*** Opening AVAILABLE DATA ***

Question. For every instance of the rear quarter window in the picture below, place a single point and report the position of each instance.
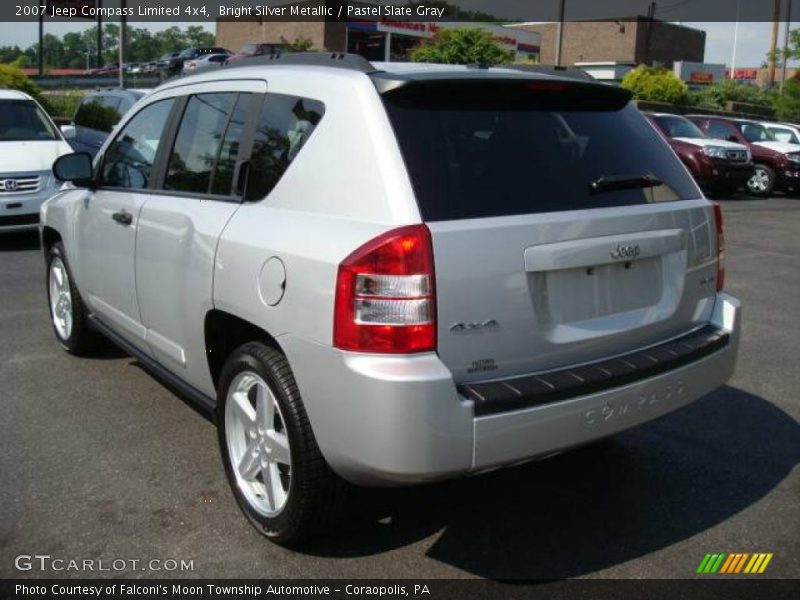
(506, 148)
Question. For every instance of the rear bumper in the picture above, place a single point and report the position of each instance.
(382, 420)
(20, 212)
(719, 172)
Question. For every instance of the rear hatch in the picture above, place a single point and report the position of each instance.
(565, 230)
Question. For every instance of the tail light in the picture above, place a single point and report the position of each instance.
(720, 248)
(385, 296)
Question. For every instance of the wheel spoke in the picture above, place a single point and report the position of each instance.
(279, 447)
(269, 484)
(265, 407)
(244, 409)
(251, 461)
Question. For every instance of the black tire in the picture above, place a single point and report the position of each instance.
(765, 189)
(81, 339)
(316, 495)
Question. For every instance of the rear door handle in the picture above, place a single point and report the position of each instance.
(123, 217)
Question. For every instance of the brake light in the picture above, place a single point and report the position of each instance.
(385, 296)
(720, 247)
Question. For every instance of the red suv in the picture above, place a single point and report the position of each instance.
(720, 167)
(777, 164)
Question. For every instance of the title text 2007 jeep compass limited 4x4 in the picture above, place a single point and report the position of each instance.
(389, 274)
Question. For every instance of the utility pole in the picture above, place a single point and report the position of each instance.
(786, 43)
(122, 23)
(773, 47)
(735, 40)
(99, 35)
(560, 32)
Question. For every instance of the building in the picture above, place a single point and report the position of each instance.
(381, 40)
(636, 40)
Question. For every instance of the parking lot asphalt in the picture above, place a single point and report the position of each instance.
(98, 460)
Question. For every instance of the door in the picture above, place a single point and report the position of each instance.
(108, 222)
(564, 228)
(180, 225)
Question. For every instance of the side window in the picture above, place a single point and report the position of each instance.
(128, 161)
(283, 127)
(201, 140)
(719, 130)
(784, 135)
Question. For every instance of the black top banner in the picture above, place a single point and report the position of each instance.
(411, 10)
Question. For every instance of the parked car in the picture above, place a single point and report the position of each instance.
(720, 167)
(29, 143)
(176, 63)
(784, 132)
(776, 164)
(164, 62)
(204, 61)
(348, 265)
(98, 113)
(258, 50)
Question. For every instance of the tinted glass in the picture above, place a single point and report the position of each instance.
(754, 132)
(784, 135)
(719, 130)
(198, 142)
(283, 127)
(100, 113)
(678, 127)
(487, 150)
(128, 162)
(226, 161)
(23, 120)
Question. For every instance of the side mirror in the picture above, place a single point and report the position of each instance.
(75, 168)
(69, 132)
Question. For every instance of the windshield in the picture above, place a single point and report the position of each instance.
(753, 132)
(678, 127)
(495, 150)
(23, 120)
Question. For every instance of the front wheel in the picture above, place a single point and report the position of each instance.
(762, 181)
(276, 471)
(67, 313)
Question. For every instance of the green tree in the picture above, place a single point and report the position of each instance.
(719, 94)
(787, 104)
(14, 78)
(655, 84)
(462, 47)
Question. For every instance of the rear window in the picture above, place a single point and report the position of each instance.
(495, 149)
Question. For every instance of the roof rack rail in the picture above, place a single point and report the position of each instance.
(340, 60)
(559, 70)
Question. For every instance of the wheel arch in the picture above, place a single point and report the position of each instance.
(224, 332)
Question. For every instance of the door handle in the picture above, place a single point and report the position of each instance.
(123, 217)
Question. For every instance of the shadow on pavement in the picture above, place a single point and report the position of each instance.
(15, 242)
(595, 507)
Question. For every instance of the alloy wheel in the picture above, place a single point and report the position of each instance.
(258, 444)
(60, 298)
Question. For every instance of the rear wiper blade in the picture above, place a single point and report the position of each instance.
(609, 183)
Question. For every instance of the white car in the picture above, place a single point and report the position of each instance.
(204, 60)
(784, 132)
(29, 143)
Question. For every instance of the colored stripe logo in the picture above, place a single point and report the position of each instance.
(734, 563)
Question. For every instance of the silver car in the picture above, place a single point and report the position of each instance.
(386, 274)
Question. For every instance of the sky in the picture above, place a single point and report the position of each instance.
(751, 46)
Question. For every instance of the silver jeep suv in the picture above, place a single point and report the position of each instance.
(384, 274)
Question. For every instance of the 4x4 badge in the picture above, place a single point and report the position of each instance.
(631, 251)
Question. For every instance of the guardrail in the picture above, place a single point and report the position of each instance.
(71, 82)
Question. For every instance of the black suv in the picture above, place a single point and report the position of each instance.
(97, 114)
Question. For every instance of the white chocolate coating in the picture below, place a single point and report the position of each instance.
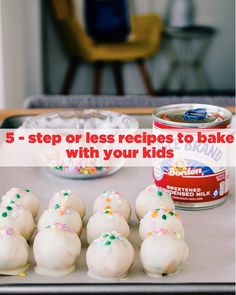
(69, 199)
(56, 249)
(109, 257)
(163, 253)
(18, 218)
(14, 253)
(22, 197)
(160, 218)
(58, 214)
(112, 200)
(106, 221)
(151, 198)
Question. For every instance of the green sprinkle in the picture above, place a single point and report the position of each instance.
(59, 168)
(164, 217)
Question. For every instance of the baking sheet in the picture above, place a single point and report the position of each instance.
(210, 235)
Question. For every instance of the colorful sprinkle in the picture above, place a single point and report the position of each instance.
(107, 211)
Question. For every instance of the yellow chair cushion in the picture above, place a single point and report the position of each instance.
(144, 41)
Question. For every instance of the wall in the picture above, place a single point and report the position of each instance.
(21, 46)
(219, 63)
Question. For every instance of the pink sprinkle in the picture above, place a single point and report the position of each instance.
(64, 227)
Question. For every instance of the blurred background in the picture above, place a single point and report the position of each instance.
(164, 48)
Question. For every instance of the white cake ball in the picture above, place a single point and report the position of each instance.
(112, 200)
(56, 249)
(69, 199)
(18, 218)
(160, 218)
(106, 221)
(60, 214)
(109, 257)
(23, 197)
(163, 252)
(14, 253)
(151, 198)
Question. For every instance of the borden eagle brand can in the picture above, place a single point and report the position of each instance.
(193, 185)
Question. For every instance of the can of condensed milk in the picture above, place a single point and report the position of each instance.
(192, 182)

*** Closing AVAILABLE DATA ***

• _WHAT NEEDS TO BE DONE_
Line by line, retype the records above exactly, minus the images.

• _RESULT_
Question. For every instance of the rear quarter window in the picture below, place a single point and report the position of each instance.
(506, 148)
Question. For every instance of the rear bumper in the picture above, place a single point and report the position of each instance.
(382, 420)
(20, 212)
(719, 172)
Question. For every instance of the rear hatch in the picture above, place a single point and report the position of each instance.
(565, 230)
Question. For every instance of the tail light in the picture above, place a single point and report the position of each instance.
(720, 248)
(385, 296)
Question. For every instance of the wheel spoke in the picture above, place a single point and report the position of each instance.
(279, 447)
(269, 484)
(265, 407)
(244, 409)
(251, 461)
Question. For every instance of the black tire in the picture above, place a single point and report the position of each instance.
(765, 189)
(81, 339)
(316, 495)
Question. For every instance of the rear door handle in the picture above, place a single point and report the position of each instance.
(123, 217)
Question. For every instance of the brake light in the picture above, place a single point and report the position of each instance.
(385, 296)
(720, 247)
Question. For every instance of the red suv in the picture above, place a single point and report the position of each instance.
(720, 167)
(777, 164)
Question. For every instance of the title text 2007 jeep compass limited 4x4 in the picture above, place a single point and report the position of each instance.
(389, 274)
Question. For every instance of the utility pole in the picture above, place a single point and report the position of each instance.
(786, 43)
(122, 23)
(773, 47)
(735, 40)
(99, 35)
(560, 32)
Question. For every instance of the building in the picture above, place a single point and report the position of each instance.
(381, 40)
(636, 40)
Question. For every instance of the parking lot asphalt in the picture above, place a single point and report the position of each instance.
(98, 460)
Question. For every instance of the door in the picture above, place a single point and report the position of each instance.
(108, 222)
(564, 228)
(180, 225)
Question. For every instance of the side window in the picture above, place a single point and report the position of each instance.
(128, 161)
(283, 127)
(201, 140)
(719, 130)
(784, 135)
Question. For every instance of the black top banner in the picture above, place a single point and report the position of each instance.
(411, 10)
Question. For every instance of the parked car in the picture above, place a single point and report the position of each instance.
(720, 167)
(29, 143)
(176, 63)
(784, 132)
(776, 164)
(164, 62)
(204, 61)
(348, 265)
(98, 113)
(258, 50)
Question. For every instance of the tinted glass in the picture above, place a single point and report the position of each instance.
(754, 132)
(784, 135)
(719, 130)
(198, 142)
(283, 127)
(100, 113)
(678, 127)
(487, 150)
(128, 162)
(226, 161)
(23, 120)
Question. For every instance of the side mirror in the picture above, place a single point and report the position of each instance.
(75, 168)
(69, 132)
Question. For every instance of the windshield in the picture above, place a single point and report the position of each instance.
(753, 132)
(678, 127)
(495, 150)
(23, 120)
Question. For every instance of the front wheel in the picture above, place a single point and report the position of each instance.
(762, 181)
(276, 471)
(67, 313)
Question. For every instance of the green tree in the picture above, place a single point and report the position of each instance.
(719, 94)
(787, 104)
(14, 78)
(655, 84)
(462, 47)
Question. For every instance of the rear window in the picture above, place a single point and report the position of each instance.
(495, 149)
Question. For every instance of the roof rack rail in the picture above, place a single point and report the position of each instance.
(340, 60)
(559, 70)
Question. For every instance of the wheel arch in the picture above, place a single point and report the position of each instance.
(224, 332)
Question. For every instance of the door handle in the picture above, place a single point and report the position of each instance.
(123, 217)
Question. For every instance of the shadow on pavement in the picture above, place a single point and report the position of each instance.
(15, 242)
(595, 507)
Question. For every instance of the alloy wheel in the picture above, place a single point and report the position of each instance.
(258, 444)
(60, 298)
Question. For every instance of the rear wiper blade in the picture above, place a single point and report the position of each instance.
(609, 183)
Question. For every instance of the white car in the picture above, place a single point and report the position of each instance.
(204, 60)
(784, 132)
(29, 143)
Question. For every instance of the colored stripe logo in the picture above, place a single point and report the position of each instance.
(734, 563)
Question. For every instance of the silver car in the picture above, place a single point and report the position of each instance.
(386, 274)
Question. For every instance of the sky in the picture above, place a single point and report the position of each instance.
(751, 46)
Question. For every instance of the silver jeep suv in the picture above, place a single point and report the position of each instance.
(384, 274)
Question. For every instance of the 4x4 badge in the picture above, place a single point and report the position of each instance.
(631, 251)
Question. For every instance of the guardrail in the picture above, place a single point and report the position of each instance.
(71, 82)
Question. For every instance of the black suv in the picture above, place a single point and report the position of each instance.
(97, 114)
Question. For every instance of the white chocolate coating in the picture below, place a single point and report the position of each instance.
(69, 199)
(56, 249)
(109, 257)
(163, 253)
(18, 218)
(14, 253)
(22, 197)
(160, 218)
(58, 214)
(112, 200)
(106, 221)
(151, 198)
Question. For every instance of the green sprinkle in the picture above, place a single point and report the position of each instance.
(59, 168)
(164, 217)
Question. For every instance of the baking sheet in the picture above, place a single point and report the position of each instance.
(210, 235)
Question. For every instance of the colorful sprinkle in the picture above, place a single point and report the position of each instance.
(107, 211)
Question. For every instance of the yellow chair cushion in the picture above, place a single point and report the position of each instance.
(144, 41)
Question. For every instance of the wall in the picture above, place a single point and report the position of each instance.
(21, 46)
(219, 63)
Question. For every instance of the pink sprinkle in the picture above, place a single point and report the position of each instance.
(64, 227)
Question. For every instance of the blurred background in the picture above, place a single point and report the position of each instance.
(164, 48)
Question. For every instance of the white cake ball in the picture above, place a single point and report the position of each instance.
(112, 200)
(56, 249)
(69, 199)
(18, 218)
(160, 218)
(106, 221)
(60, 214)
(109, 257)
(23, 197)
(163, 252)
(14, 253)
(151, 198)
Question. For every instance of the borden eagle brand can in the picture above, place a single point and report the position of each instance.
(193, 185)
Question. For every instance of the can of condensed milk in the picture above, place a single point and report the position of each instance.
(192, 182)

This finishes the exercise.